Copy the lines below verbatim, from the line with "the blue speckled" to the line with "(735, 1038)", including both of those lines.

» ROWS
- - - - -

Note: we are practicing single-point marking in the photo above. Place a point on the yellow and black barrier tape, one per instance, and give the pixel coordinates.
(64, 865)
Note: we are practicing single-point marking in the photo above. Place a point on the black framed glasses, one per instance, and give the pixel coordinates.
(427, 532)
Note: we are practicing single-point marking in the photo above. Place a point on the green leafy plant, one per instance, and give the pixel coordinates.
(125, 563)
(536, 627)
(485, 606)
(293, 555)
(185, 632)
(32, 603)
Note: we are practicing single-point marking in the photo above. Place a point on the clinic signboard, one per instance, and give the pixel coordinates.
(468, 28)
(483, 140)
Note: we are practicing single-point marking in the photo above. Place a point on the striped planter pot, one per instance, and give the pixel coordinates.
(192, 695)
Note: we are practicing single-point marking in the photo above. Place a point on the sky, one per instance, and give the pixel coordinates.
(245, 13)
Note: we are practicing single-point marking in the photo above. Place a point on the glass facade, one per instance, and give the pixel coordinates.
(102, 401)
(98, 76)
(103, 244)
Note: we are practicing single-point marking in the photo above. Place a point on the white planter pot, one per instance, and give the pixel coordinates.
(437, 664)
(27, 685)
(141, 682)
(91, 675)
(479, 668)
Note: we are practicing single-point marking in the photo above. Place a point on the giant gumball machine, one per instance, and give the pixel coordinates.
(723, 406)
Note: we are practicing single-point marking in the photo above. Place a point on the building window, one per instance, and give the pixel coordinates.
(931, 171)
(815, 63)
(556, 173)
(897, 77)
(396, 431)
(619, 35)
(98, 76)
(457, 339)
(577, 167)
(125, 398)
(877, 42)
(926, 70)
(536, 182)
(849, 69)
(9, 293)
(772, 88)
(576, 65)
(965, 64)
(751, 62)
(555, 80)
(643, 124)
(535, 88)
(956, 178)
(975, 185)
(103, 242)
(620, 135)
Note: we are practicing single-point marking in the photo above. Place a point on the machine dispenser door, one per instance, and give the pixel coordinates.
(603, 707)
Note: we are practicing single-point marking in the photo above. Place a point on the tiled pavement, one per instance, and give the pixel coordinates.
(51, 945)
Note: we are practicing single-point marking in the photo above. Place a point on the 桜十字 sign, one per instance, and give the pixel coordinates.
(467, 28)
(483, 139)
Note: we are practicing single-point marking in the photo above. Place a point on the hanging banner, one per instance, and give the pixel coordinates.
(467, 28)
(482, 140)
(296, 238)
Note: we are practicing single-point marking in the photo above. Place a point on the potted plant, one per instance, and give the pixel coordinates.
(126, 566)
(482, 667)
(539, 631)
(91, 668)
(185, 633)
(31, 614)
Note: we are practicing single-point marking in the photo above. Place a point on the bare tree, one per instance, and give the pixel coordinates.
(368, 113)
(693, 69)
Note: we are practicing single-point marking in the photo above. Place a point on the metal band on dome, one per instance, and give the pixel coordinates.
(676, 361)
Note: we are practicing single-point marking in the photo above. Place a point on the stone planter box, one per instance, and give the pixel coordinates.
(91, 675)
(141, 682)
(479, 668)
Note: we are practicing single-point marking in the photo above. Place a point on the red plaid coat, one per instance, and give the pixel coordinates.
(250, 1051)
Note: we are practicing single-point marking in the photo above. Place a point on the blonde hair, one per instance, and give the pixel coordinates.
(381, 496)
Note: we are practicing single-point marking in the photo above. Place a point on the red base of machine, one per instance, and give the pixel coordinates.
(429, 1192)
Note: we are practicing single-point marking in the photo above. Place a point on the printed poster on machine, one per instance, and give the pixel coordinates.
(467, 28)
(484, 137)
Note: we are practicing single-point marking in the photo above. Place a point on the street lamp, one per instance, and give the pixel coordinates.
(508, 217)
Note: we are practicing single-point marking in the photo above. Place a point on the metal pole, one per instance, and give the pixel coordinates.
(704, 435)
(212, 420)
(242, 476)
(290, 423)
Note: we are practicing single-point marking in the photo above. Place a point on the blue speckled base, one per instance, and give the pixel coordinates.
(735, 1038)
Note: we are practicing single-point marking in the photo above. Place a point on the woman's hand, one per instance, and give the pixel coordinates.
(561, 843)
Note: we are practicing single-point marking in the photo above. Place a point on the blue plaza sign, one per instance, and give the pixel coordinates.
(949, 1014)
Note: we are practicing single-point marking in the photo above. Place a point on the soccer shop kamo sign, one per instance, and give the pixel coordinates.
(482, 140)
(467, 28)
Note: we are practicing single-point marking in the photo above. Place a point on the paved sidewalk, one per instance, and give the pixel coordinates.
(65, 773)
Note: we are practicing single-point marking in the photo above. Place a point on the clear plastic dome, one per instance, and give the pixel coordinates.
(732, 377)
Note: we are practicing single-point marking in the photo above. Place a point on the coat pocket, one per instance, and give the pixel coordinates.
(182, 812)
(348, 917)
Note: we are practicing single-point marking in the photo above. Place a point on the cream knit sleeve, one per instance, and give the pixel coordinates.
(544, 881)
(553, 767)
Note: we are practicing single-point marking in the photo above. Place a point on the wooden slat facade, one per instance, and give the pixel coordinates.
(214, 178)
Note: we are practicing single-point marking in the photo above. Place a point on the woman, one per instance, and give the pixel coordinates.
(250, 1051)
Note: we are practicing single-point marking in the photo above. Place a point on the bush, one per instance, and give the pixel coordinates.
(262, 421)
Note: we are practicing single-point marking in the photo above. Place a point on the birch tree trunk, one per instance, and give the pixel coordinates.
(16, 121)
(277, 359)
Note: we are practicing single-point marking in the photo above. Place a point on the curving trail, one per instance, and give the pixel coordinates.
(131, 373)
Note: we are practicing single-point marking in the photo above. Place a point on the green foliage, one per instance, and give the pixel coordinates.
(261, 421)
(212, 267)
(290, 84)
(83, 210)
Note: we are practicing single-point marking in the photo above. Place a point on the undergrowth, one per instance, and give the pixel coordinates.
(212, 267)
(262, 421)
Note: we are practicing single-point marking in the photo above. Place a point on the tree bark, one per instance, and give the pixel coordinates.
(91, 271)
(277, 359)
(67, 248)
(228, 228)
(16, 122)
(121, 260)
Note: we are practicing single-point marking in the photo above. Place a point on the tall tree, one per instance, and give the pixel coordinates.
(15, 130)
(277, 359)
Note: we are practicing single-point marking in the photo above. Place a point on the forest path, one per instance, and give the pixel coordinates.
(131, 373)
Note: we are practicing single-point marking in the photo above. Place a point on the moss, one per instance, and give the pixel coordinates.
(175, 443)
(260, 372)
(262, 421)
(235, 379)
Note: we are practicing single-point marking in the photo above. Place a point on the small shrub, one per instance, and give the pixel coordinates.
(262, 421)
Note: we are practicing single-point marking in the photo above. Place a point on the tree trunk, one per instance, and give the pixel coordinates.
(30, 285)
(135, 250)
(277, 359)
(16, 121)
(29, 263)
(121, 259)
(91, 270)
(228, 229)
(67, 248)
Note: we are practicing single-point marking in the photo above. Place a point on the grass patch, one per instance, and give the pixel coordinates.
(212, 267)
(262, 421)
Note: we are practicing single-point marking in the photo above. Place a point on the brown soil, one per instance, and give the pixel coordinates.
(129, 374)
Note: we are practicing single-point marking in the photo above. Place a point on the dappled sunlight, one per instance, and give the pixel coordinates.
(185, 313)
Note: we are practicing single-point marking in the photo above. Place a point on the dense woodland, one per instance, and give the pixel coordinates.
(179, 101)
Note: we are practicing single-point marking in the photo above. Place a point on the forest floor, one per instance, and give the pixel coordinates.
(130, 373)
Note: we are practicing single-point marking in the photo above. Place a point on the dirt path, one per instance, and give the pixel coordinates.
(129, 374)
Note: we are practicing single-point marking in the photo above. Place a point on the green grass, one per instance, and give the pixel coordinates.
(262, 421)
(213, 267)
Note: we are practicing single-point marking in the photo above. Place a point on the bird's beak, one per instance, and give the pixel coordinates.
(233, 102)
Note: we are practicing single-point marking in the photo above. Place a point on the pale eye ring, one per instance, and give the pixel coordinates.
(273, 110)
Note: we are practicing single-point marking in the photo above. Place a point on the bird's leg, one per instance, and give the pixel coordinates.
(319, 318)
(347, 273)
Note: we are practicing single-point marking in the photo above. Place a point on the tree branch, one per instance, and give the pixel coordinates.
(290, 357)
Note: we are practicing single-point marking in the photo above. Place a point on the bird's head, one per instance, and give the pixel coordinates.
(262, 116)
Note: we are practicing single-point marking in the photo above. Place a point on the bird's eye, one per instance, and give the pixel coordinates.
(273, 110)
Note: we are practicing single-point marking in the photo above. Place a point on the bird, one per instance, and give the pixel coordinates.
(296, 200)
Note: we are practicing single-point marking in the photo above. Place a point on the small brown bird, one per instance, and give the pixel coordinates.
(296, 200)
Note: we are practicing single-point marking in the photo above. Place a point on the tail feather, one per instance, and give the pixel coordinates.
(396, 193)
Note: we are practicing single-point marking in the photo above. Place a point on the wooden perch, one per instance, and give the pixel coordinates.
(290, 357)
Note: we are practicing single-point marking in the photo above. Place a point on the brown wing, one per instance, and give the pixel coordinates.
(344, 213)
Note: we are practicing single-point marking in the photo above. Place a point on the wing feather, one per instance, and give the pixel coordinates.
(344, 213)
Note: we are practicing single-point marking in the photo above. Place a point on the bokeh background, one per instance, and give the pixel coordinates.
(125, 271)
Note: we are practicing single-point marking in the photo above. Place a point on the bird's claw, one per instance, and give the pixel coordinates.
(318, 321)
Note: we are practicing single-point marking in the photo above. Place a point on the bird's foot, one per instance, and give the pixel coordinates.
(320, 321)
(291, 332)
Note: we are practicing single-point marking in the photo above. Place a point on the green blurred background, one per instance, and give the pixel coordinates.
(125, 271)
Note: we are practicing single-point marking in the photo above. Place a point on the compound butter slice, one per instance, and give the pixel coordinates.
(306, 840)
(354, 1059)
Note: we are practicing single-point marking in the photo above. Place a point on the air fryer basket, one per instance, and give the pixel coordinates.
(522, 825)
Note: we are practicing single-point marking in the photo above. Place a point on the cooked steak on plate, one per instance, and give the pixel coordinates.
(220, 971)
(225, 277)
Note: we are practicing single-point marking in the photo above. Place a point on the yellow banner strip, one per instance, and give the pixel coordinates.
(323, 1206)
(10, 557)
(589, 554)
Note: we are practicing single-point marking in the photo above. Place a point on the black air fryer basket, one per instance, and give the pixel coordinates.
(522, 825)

- - - - -

» TASK SOLUTION
Note: we are practicing single-point marking in the photo above. Place a point on the blue speckled base, one per instance, and give the pixel coordinates.
(735, 1038)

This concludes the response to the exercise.